Activity. Continue the article on common trading mistakes in bear markets, picking up right after its last sentence.

Document excerpt.
□ □ □ □ □

Topics Trading

5 common mistakes traders make during a bear market

Intermediate
Trading
12 de fev de 2026

Bear markets tend to expose weaknesses in trading strategies. Approaches that work well during bullish momentum may stop delivering results, and volatility can magnify small errors.

When prices trend lower for extended periods, emotional factors often become as significant as technical factors. In this article, we examine five common mistakes traders make during bear markets — and how to avoid these errors.

Key Takeaways:

  • Acting too quickly during sharp declines can lead to repeated early entries without confirmation of stabilization.

  • Relaxing your risk management and/or overtrading after losses often magnify drawdowns in volatile conditions.

  • Understanding trend direction and correlation risk is essential in order to avoid fighting broader market momentum.

1. Trying to catch falling knives

Sharp declines can quickly make assets appear more attractive. However, an asset that has fallen 30% can decline even further before stabilizing.

The challenge is not buying the dip itself, but rather repeatedly entering positions without signs that selling pressure is slowing. During sustained downtrends, premature entries can lead to extended drawdowns.

Stay patient during a market downturn, and look for signals such as the following:

  • slowing downside momentum

  • higher lows forming on shorter time frames

  • a break above near-term resistance

  • improving volume structure

Patience often matters more than speed during declining markets. While waiting for stabilization doesn’t guarantee success, it can reduce the risk of entering during peak panic.

2. Relaxing your risk management

When losses pile up, it can be tempting to widen stop-loss levels, or even remove them altogether, in the hope that prices will recover.

□ □ □ □ □

Given records.

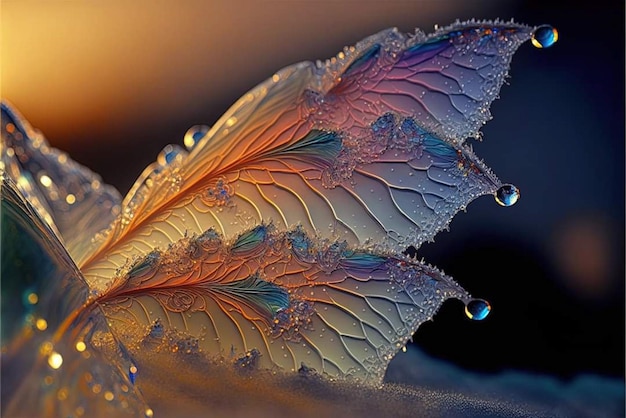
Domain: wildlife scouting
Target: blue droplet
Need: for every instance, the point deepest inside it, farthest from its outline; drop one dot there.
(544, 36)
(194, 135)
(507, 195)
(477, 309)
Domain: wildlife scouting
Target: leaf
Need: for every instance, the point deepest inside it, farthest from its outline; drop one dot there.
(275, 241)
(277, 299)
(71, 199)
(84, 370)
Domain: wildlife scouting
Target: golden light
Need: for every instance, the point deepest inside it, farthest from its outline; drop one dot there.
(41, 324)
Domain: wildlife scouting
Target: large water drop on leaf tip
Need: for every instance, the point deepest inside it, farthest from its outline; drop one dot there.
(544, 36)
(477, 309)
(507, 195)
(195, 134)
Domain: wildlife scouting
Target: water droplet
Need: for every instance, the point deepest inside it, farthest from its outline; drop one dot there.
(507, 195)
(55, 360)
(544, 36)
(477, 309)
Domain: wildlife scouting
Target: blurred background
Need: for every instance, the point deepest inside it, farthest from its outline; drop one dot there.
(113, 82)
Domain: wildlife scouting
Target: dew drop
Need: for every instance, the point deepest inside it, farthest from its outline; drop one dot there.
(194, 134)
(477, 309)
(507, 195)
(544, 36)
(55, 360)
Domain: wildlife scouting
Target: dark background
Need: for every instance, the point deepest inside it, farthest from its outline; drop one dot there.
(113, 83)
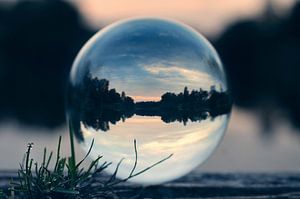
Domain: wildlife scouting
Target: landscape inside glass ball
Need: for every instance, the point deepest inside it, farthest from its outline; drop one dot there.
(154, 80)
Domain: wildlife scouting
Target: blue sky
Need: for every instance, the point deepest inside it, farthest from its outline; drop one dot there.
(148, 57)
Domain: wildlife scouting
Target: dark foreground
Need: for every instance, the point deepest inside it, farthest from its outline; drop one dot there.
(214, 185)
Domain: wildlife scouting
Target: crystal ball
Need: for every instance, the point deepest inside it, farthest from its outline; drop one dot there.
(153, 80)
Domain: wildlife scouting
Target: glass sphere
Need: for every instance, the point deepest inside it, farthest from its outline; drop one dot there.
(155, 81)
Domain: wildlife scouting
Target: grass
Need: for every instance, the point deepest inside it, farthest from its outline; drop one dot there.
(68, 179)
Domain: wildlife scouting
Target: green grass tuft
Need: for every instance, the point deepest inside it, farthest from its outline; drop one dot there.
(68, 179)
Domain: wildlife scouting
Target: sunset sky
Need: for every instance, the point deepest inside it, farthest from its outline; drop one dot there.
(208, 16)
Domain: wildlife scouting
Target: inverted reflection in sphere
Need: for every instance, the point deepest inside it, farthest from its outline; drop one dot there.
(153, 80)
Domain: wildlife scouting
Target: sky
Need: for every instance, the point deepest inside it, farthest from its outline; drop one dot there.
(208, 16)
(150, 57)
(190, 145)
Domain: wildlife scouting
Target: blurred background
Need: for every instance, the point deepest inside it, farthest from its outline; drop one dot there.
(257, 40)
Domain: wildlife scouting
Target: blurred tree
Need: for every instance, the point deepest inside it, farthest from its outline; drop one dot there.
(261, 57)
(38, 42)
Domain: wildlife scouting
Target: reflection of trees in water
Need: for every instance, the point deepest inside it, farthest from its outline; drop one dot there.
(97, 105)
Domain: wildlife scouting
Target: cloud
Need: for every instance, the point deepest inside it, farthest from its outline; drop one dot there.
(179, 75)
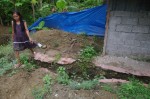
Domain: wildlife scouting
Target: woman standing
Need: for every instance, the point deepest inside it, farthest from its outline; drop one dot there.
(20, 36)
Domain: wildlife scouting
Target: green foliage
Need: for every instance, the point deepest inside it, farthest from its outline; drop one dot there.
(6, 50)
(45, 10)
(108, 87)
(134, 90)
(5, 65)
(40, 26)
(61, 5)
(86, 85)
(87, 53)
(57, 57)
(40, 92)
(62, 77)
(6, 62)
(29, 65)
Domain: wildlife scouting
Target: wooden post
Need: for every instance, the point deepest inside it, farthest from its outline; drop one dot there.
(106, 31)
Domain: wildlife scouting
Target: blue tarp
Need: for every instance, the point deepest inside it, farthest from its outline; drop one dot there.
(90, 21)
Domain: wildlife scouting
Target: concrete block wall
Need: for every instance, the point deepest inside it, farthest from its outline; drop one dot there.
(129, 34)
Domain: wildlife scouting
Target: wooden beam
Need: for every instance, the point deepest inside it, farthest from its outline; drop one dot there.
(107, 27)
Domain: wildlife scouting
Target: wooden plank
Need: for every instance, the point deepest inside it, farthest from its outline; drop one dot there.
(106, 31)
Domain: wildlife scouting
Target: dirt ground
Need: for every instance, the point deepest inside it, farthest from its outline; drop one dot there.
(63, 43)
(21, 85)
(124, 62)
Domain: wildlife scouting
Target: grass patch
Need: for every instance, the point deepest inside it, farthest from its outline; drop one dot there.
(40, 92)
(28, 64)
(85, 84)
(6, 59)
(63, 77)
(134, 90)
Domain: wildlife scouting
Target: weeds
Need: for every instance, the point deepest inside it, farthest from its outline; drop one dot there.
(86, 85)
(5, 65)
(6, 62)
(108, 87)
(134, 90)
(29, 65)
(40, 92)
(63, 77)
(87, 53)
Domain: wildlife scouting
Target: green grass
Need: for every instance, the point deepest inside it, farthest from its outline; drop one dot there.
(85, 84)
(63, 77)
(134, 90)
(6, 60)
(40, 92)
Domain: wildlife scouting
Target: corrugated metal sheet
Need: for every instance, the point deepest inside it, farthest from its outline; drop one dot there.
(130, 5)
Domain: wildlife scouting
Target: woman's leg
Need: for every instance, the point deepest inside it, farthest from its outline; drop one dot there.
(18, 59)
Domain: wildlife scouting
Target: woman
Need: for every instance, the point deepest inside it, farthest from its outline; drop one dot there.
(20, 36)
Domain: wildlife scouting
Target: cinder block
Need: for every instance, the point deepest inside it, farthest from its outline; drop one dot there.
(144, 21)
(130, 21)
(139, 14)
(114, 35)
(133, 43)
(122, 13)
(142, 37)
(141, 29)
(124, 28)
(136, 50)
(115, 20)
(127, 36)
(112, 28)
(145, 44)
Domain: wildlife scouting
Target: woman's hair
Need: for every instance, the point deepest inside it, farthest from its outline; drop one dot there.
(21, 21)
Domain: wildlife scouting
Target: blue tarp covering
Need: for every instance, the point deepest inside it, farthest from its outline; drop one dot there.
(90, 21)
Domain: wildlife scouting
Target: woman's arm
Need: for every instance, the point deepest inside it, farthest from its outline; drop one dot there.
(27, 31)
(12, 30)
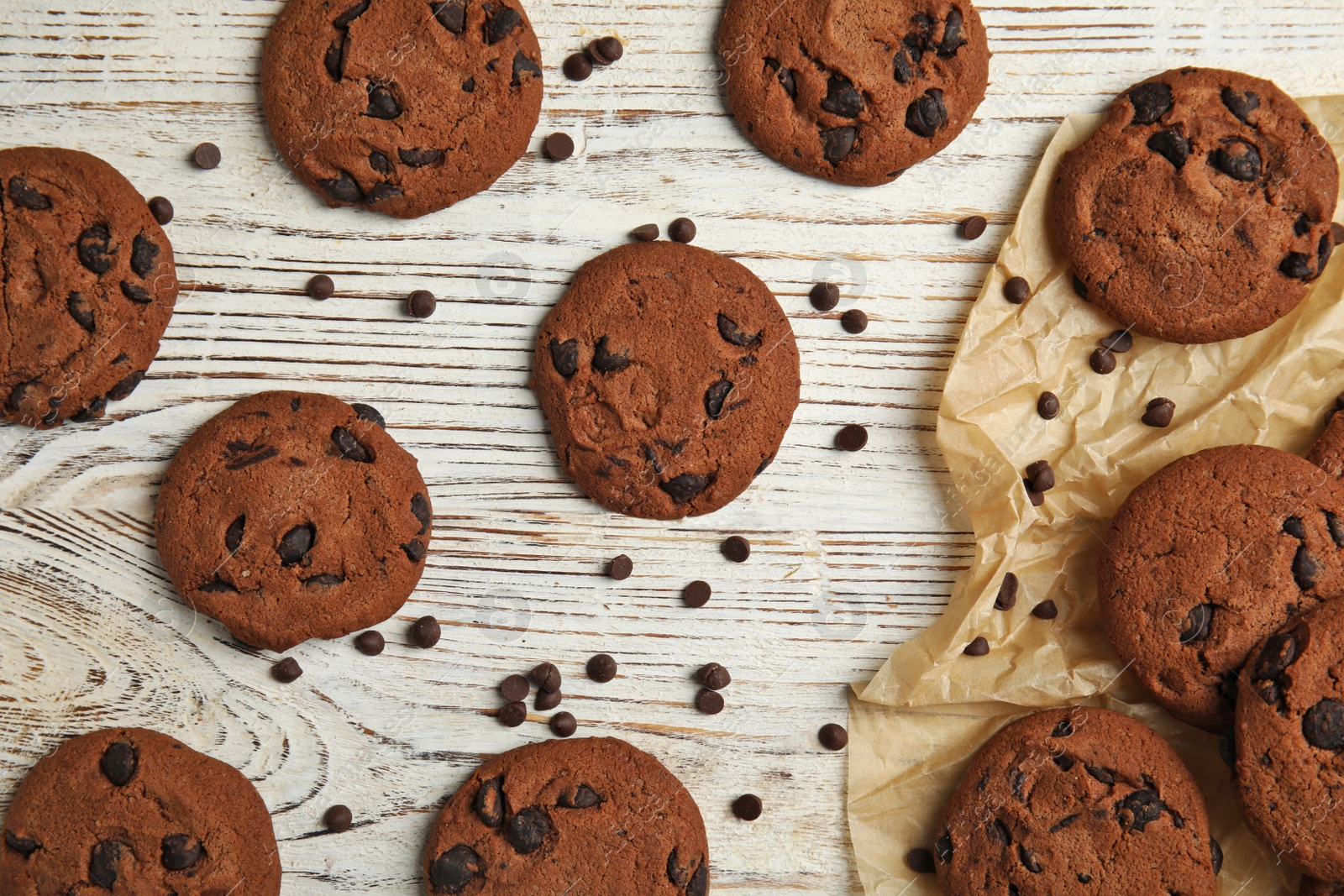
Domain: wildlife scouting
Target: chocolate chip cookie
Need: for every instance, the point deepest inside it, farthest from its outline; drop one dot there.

□ □ □ □ □

Reply to the task.
This approach can turn manageable losses into substantial capital damage, particularly in high-volatility environments. Bear markets often bring sharper intraday swings and increased correlation across assets, meaning that multiple positions can decline simultaneously.

In order to preserve capital during uncertain phases, make sure to tighten your stops and reduce position sizes. Protecting capital in a bear market is more important than chasing gains.

3. Fighting the broader trend

In prolonged downtrends, markets often form a pattern of lower highs and lower lows. If you repeatedly trade against that structure, and keep buying or doubling down in anticipation of an imminent reversal, you'll find yourself suffering from costlier losses.

Here's how to trade instead with the flow during a downtrend:

  • Reduce position sizes

  • Shift to shorter-term trades

  • Use hedging tools such as short positions or options strategies

  • Lower your overall exposure, or temporarily step aside

4. Overtrading after losses

Losses trigger panic — and panic triggers overtrading. Traders start taking random setups, chasing short-term momentum or engaging in revenge trading to "make it back." Each trade becomes more emotional than the last one. Commissions and slippage add up. Over time, small mistakes compound into larger drawdowns.

In some cases, the most strategic decision is to simply trade less. Waiting for clearer setups and/or holding cash temporarily can be valid approaches during turbulent periods.

Bear markets reward patience and discipline. If you don't see a high-probability setup, do nothing. Sitting on cash is a position, and protecting your capital during chaos is often a sign of control rather than hesitation.

5. Underestimating correlation risk

During bull markets, diversification feels optional because many assets trend upward together.

But in bear markets, correlations surge. Stocks, commodities and crypto all fall simultaneously if driven by the same underlying shift in sentiment. Portfolios that appear diversified on the surface may still carry concentrated risk.

True diversification means spreading risk across asset classes, geographies and strategies that don't move in lockstep. It also means understanding that some positions will lose money — and that's okay, as long as other positions are hedging that risk.

Closing Thoughts

Bear markets are rarely comfortable. They can test your patience, discipline and emotional control as much as they do your strategy.

In challenging environments, avoiding preventable mistakes can be just as important as finding new opportunities. The traders who survive are the ones who accept reality, adapt their strategies and prioritize preserving their capital. They trade smaller, wait longer and respect the prevailing trend.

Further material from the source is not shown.